[Point labels for objects]

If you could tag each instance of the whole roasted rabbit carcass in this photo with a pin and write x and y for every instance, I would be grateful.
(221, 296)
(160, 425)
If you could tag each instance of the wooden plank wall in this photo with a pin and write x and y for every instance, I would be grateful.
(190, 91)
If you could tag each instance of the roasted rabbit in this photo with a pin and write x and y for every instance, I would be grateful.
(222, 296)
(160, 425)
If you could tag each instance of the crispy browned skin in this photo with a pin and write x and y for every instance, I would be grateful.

...

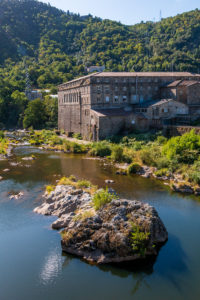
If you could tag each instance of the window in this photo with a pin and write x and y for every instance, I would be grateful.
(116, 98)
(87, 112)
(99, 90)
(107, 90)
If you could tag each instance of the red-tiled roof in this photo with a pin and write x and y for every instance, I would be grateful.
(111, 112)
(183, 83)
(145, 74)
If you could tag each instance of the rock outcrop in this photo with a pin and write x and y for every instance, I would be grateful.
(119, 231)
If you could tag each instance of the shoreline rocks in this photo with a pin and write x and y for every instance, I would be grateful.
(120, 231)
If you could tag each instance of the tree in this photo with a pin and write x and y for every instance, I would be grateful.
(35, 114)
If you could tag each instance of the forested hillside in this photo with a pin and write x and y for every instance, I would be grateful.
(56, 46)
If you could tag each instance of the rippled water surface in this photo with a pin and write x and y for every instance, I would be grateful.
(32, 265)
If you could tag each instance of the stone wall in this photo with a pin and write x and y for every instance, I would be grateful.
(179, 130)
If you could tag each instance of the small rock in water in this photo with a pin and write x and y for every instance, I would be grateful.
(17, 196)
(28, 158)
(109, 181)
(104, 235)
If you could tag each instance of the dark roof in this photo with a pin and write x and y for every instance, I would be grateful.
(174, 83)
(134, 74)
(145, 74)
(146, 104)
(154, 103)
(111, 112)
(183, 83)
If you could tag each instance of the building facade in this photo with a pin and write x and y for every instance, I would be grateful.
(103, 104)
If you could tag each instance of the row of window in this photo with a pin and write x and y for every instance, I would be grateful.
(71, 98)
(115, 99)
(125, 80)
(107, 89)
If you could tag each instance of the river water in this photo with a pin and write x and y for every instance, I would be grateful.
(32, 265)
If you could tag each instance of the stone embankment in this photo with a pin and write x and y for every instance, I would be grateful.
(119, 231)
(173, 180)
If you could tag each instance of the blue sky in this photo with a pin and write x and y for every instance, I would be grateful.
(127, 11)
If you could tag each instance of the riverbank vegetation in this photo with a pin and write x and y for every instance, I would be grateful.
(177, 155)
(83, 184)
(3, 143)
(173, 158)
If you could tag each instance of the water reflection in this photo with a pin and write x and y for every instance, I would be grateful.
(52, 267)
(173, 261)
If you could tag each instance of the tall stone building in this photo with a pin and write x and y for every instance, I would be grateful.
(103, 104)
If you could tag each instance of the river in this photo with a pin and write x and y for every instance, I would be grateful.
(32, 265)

## [Instructions to follow]
Return each line in the entries above that contains the word "wall", copied in full.

## [Expected answer]
If you could tag each instance of the wooden plank wall in this photo with a pin and write x and y for every instance, I would be grateful.
If you could tag each instance of the stone wall in this photo with a pin and write x and y for every instance, I would be grateful.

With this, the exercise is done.